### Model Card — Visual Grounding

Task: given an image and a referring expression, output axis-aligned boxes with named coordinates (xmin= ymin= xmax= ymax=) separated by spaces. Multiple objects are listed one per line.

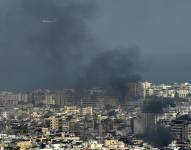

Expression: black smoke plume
xmin=80 ymin=46 xmax=143 ymax=101
xmin=0 ymin=0 xmax=143 ymax=91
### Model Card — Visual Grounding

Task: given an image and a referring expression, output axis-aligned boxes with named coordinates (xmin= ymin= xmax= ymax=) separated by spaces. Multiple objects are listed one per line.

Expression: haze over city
xmin=0 ymin=0 xmax=191 ymax=89
xmin=0 ymin=0 xmax=191 ymax=150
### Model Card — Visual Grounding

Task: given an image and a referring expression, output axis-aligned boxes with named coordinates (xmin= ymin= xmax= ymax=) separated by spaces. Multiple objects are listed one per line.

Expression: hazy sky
xmin=93 ymin=0 xmax=191 ymax=82
xmin=0 ymin=0 xmax=191 ymax=89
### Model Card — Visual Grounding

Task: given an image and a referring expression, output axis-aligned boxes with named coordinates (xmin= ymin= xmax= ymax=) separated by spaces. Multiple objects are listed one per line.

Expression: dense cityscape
xmin=0 ymin=0 xmax=191 ymax=150
xmin=0 ymin=81 xmax=191 ymax=150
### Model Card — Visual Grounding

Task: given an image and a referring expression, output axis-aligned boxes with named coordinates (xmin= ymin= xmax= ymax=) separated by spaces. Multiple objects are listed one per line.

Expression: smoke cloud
xmin=0 ymin=0 xmax=143 ymax=90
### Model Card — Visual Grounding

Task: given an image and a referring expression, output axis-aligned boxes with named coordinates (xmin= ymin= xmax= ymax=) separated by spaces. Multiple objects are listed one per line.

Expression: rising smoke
xmin=0 ymin=0 xmax=143 ymax=91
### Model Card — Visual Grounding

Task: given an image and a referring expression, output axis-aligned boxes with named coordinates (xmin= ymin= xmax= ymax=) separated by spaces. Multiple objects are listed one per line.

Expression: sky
xmin=0 ymin=0 xmax=191 ymax=89
xmin=93 ymin=0 xmax=191 ymax=83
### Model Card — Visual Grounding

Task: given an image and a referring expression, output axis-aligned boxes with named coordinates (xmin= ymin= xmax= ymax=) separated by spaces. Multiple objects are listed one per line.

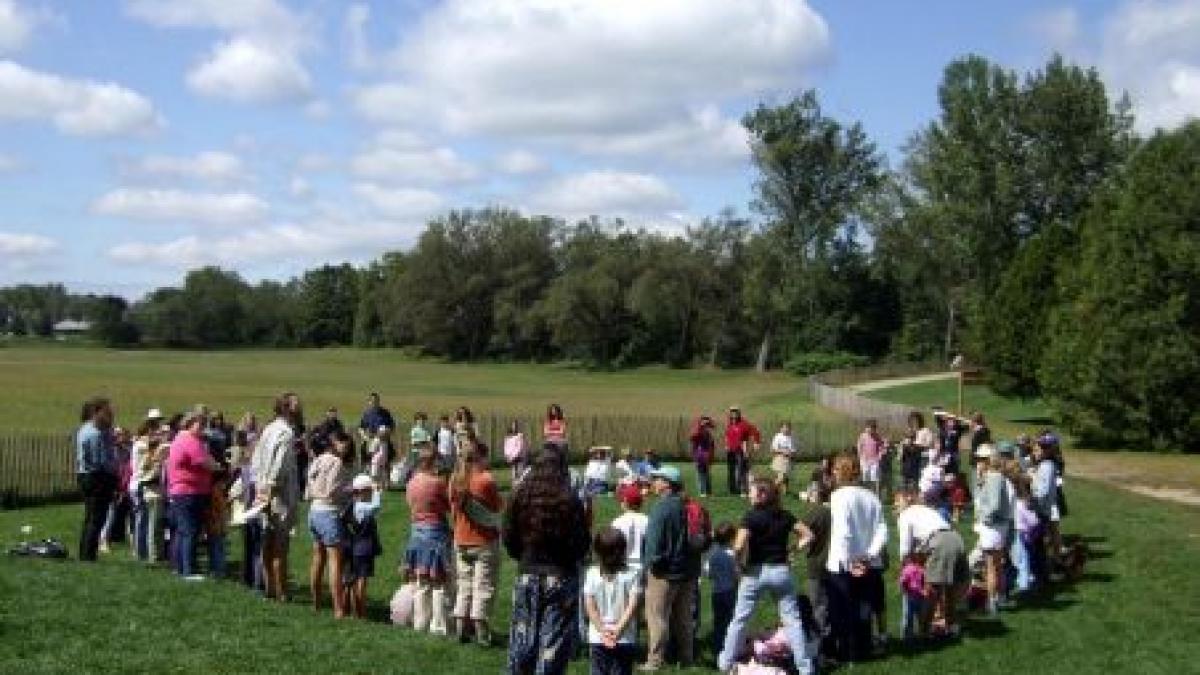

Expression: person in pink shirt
xmin=167 ymin=406 xmax=221 ymax=579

**Short exercise:**
Copy the lines word for word, from the first line through the line containing "xmin=0 ymin=0 xmax=143 ymax=90", leaving out the pictures.

**Task result:**
### Model Card — Visual Grounding

Task: given an image and a referring expression, output axis-aligned boxes with named coordinates (xmin= ymin= xmax= ymax=) separated by spaces. Multiple objects are listed one per line.


Expression: black smoke plume
xmin=80 ymin=46 xmax=143 ymax=101
xmin=0 ymin=0 xmax=143 ymax=91
### Model Card — Visual Grounding

Task: given an image and a referring expression, output axis-aligned boxes with named coordinates (xmin= ymin= xmax= ymax=) separated by spaces. Multiple objects are listed one per line.

Expression: haze over city
xmin=0 ymin=0 xmax=191 ymax=89
xmin=0 ymin=0 xmax=191 ymax=150
### Model Card — Visual Grounding

Task: given an image and a referring expression, output axis-aligned boxes with named coordinates (xmin= ymin= xmax= ymax=) separated by spaces. Multiple objects are listed one per line.

Expression: hazy sky
xmin=93 ymin=0 xmax=191 ymax=82
xmin=0 ymin=0 xmax=191 ymax=89
### Model Card — Visual Grounding

Task: given an image and a referring expression, output axis-aligned boxes with named coordinates (xmin= ymin= xmax= ymax=) separated by spaces. Multiple objects are listed one per line.

Expression: dense cityscape
xmin=0 ymin=0 xmax=191 ymax=150
xmin=0 ymin=81 xmax=191 ymax=150
### Model Card — Visual Grounding

Task: given an image and a referring expression, output axis-aligned boxes with named coordinates (xmin= ymin= xmax= ymax=) separated by spaces. Multiple objects are listed one per line.

Expression: smoke cloud
xmin=0 ymin=0 xmax=143 ymax=90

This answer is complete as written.